Copy the line containing "point like [51,137].", then all lines after it up to and including the final line of the material, exactly and without additions.
═══ Input material
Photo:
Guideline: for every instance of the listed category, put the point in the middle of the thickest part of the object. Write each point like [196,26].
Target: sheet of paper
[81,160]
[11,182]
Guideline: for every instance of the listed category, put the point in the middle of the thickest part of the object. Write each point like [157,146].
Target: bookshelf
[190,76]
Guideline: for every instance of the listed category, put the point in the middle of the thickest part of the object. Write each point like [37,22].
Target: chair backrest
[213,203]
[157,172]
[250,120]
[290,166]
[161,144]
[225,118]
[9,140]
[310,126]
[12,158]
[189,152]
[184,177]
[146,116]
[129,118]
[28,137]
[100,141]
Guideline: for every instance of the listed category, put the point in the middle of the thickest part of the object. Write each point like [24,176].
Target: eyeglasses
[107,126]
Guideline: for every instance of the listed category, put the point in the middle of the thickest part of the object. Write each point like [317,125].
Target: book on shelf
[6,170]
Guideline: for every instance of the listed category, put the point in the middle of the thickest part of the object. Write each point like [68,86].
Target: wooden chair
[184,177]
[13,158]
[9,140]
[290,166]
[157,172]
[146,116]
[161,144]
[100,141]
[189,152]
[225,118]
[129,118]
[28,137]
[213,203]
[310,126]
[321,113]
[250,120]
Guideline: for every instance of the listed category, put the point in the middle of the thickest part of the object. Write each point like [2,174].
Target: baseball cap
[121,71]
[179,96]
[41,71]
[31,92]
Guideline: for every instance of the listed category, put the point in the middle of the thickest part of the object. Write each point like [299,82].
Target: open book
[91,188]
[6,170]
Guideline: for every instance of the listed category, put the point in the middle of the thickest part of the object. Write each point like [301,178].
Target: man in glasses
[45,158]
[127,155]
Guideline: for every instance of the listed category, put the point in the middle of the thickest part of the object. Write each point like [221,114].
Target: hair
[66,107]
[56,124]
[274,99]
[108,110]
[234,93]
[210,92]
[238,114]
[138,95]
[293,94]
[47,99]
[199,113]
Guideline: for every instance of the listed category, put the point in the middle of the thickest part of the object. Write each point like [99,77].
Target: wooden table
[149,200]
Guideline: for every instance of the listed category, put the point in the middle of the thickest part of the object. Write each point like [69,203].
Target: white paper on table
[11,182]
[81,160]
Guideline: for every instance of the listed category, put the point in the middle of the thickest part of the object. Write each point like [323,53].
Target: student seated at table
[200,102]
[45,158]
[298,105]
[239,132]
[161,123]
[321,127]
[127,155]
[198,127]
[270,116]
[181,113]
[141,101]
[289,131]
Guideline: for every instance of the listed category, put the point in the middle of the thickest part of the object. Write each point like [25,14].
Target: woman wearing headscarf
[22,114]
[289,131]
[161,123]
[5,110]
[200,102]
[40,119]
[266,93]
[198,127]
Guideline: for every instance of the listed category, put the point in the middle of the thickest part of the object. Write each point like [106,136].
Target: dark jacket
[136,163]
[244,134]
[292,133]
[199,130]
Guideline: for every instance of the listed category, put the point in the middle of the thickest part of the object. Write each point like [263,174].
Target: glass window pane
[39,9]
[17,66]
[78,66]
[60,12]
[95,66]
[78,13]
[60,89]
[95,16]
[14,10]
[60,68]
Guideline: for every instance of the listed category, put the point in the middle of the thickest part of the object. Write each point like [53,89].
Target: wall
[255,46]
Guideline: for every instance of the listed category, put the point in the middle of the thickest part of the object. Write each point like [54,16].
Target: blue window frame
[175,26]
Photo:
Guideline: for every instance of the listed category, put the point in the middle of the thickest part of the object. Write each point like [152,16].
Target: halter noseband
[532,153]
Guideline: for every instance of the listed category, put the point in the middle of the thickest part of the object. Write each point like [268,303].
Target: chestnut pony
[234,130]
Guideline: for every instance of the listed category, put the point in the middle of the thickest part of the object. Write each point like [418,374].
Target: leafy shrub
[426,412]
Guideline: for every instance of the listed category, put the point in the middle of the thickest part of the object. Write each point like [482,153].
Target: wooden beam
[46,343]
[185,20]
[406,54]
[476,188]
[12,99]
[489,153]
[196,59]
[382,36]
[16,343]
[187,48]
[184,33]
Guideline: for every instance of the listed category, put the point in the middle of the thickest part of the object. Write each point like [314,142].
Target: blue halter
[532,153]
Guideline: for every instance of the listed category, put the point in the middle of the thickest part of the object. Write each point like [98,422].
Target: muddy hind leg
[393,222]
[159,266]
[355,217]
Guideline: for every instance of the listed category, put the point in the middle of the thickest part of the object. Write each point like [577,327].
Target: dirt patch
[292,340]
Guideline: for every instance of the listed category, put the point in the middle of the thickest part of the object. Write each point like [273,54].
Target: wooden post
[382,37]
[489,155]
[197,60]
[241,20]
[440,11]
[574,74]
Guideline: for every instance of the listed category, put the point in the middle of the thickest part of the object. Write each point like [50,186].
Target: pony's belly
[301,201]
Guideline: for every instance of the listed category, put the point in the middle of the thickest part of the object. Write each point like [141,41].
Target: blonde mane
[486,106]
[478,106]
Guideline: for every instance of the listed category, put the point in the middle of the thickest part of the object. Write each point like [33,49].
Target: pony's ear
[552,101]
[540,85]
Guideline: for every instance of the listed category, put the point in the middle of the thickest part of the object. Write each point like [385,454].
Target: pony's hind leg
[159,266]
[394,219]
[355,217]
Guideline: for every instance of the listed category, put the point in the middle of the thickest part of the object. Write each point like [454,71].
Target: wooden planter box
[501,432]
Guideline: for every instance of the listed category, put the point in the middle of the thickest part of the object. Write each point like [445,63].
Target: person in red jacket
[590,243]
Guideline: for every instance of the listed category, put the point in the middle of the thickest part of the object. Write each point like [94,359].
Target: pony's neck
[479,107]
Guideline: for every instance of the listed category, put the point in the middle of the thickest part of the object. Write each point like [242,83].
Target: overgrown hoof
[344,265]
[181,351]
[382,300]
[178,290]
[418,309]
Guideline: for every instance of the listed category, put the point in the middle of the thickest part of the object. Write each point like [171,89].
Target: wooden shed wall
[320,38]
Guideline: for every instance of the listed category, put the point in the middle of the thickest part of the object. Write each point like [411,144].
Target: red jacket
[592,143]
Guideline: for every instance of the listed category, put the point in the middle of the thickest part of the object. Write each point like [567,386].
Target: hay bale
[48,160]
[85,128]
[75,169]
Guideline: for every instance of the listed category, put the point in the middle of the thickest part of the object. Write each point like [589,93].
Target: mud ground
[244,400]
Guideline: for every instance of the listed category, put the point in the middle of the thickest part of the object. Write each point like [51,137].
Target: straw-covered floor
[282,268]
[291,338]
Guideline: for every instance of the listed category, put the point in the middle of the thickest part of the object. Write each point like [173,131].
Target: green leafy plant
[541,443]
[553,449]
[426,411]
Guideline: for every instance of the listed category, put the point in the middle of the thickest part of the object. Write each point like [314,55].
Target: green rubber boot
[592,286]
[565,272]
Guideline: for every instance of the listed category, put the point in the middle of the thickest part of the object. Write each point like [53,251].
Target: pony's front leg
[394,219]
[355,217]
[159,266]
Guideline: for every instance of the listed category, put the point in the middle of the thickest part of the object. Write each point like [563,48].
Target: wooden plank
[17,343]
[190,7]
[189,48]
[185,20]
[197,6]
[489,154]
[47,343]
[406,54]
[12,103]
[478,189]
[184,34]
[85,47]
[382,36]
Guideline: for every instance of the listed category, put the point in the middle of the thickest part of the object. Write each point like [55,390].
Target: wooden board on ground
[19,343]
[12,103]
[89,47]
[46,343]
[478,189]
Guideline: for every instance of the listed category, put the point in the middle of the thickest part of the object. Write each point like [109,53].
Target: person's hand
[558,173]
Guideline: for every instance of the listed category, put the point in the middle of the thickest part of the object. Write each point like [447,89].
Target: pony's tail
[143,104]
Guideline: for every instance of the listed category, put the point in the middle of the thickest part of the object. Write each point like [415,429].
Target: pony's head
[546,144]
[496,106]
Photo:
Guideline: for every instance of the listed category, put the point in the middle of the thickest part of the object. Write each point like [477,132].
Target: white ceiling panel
══════
Solution:
Guideline: for every instance of the listed category, put the point in the middle of the thickest part of the object. Write each point like [51,137].
Target: straw-covered floor
[282,268]
[291,338]
Guideline: for every instance of the listed category, put the point in the middle of the thickest part of the object. Write each point like [173,131].
Target: green leafy plant
[541,443]
[553,449]
[426,411]
Guideline: for every instance of the listed category, put the point in the middle of the thickest part of the object. Write each point like [314,55].
Target: green rubber boot
[592,286]
[565,272]
Guideline: for every instance of the listed category, put the point in the middle of the thickest part of the object. Write each point like [53,251].
Target: pony's front leg
[394,219]
[355,217]
[159,266]
Guideline: for every instance of the listed category, put the point in the middle of the thickest part of the object. Write each point like [563,48].
Target: wooden plank
[17,343]
[190,7]
[189,48]
[185,20]
[197,6]
[489,154]
[47,343]
[406,54]
[12,103]
[478,189]
[184,34]
[85,47]
[382,36]
Guideline: for every instance of the listed category, put the point in the middle of the thickest part of the object. Write each point like [55,390].
Target: wooden board on ground
[19,343]
[12,103]
[89,47]
[46,343]
[478,189]
Guideline: for every instance of the listed category, put the point in the middle of the thickest part of the object. Write each point like [109,53].
Target: person's hand
[558,173]
Guideline: for every instance of the listed category, put the point in the middle of the thickest part of the object. Write each point like [447,89].
Target: pony's tail
[143,104]
Guideline: for every instance of the listed category, put the point in the middle of the thickest part of the object. Write each point like [415,429].
Target: pony's head
[546,144]
[496,106]
Photo:
Guideline: for every instance of the listed category, put the point in the middle of the thickest part of the object. Write each point like [477,132].
Target: white ceiling panel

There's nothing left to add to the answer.